_Brief_
Exact copy, no pictures: output each line below as it stands.

_ _ _ _

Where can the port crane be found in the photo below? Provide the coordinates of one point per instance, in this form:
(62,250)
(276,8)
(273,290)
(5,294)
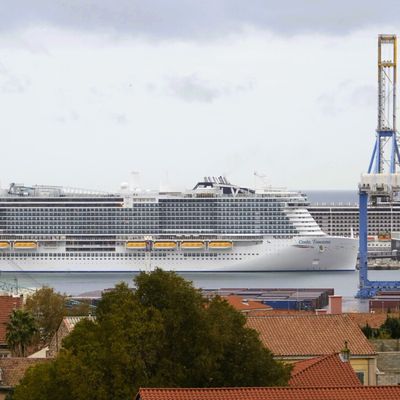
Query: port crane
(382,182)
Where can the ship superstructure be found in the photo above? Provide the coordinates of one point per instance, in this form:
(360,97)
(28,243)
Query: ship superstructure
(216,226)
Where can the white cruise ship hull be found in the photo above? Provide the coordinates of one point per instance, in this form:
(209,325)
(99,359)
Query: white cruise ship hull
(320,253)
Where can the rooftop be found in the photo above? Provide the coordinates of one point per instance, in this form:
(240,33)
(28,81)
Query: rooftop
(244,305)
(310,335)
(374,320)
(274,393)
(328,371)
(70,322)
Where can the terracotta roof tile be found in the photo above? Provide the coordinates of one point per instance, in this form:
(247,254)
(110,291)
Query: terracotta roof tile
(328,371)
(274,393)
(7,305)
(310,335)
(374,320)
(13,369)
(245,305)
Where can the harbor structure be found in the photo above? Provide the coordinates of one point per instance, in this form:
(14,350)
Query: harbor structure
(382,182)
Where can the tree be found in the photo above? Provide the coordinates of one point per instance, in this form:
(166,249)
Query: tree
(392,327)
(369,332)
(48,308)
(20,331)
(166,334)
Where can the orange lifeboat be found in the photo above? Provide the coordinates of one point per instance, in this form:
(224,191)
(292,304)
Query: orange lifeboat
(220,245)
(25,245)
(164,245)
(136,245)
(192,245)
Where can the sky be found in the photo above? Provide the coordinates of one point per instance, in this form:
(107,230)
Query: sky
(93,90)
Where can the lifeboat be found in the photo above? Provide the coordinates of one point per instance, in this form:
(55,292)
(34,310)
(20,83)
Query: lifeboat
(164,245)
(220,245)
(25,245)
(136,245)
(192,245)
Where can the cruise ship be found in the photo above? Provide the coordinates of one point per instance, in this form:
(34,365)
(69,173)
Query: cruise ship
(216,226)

_ _ _ _

_Response area_
Where can the port crane be found in the photo below? Provide the coordinates of one point per instance, in this form:
(62,250)
(276,8)
(273,290)
(5,294)
Query: port crane
(382,182)
Where can the ship superstructure be found in the photo above? Provide the coordinates of one point per instance, in this form:
(360,97)
(28,243)
Query: ship superstructure
(216,226)
Where can the white cruise ship hull be found in the photo above? Provide the coordinates of one point per instance, in this form:
(209,325)
(99,359)
Query: white cruise ship hull
(320,253)
Where can the rooftop be found in the photo above? Provide the coordinates of one point per instance, in this form:
(240,33)
(28,81)
Query: rooftop
(244,305)
(310,335)
(374,320)
(274,393)
(328,371)
(70,322)
Where can the terracotta roof tile be found in the photo above? Provide the coordinates of one point per instance, in this form:
(247,254)
(110,291)
Query: terracotta roof tile
(328,371)
(274,393)
(7,305)
(310,335)
(374,320)
(13,369)
(245,305)
Where can the harbor structure be found in the photo above? Provide the coordinates of one point per instance, in this form:
(14,350)
Query: harbor structure
(382,182)
Where can the tree be found in the photo above? Provide the coordinates of one point per instance, in this form:
(166,249)
Query: tree
(392,327)
(369,332)
(48,308)
(20,331)
(166,334)
Where can the orange lifeboat be found in the photo above? Provide the coordinates of one point per instance, in this form:
(224,191)
(292,304)
Query: orange lifeboat
(220,245)
(25,245)
(164,245)
(136,245)
(192,245)
Where can the sky be found in the photo above? Provide the coordinates of one point per instance, in this form:
(107,230)
Query: sky
(93,90)
Where can the lifeboat be found in the photo above? Provide the coordinates of one point per instance, in this form:
(55,292)
(34,310)
(20,83)
Query: lifeboat
(164,245)
(220,245)
(25,245)
(136,245)
(192,245)
Where can the cruise ship be found in the photo above? Provide the coordinates of one point per instance, in this form:
(34,365)
(69,173)
Query: cruise ship
(216,226)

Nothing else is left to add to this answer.